* _EXTRACTED RECORDS_
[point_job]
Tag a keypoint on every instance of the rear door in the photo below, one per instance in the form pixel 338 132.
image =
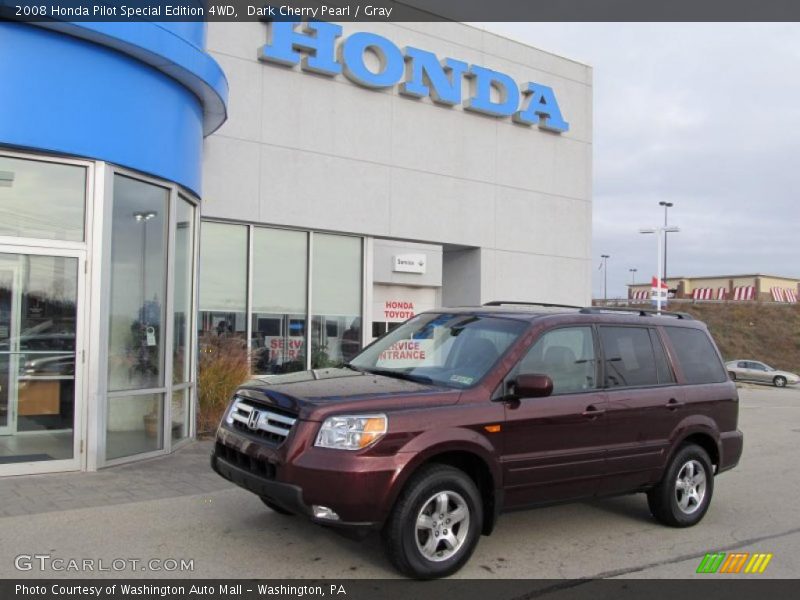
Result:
pixel 554 446
pixel 644 405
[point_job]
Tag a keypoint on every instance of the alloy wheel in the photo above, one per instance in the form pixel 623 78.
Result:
pixel 690 486
pixel 442 526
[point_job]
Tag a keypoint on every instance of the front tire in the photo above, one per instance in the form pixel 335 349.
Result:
pixel 436 523
pixel 683 496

* _PROBLEM STATEMENT_
Please write out all of the material above without changing a word, and omit any pictures.

* _SOLUTION FOR THIS PROBLEM_
[point_job]
Tag a keypoint on every instance of the rear door in the photo below, one per instance in the form pixel 338 132.
image =
Result:
pixel 554 446
pixel 644 405
[point_job]
Tag a keypoint on every instance of the alloy wheel in the photo above, one per instance in the form pixel 623 78.
Result:
pixel 690 486
pixel 442 526
[point_job]
Tag a keypoint on every instance of the front tire in the photo above, one per instance in the form pixel 335 349.
Result:
pixel 436 523
pixel 683 496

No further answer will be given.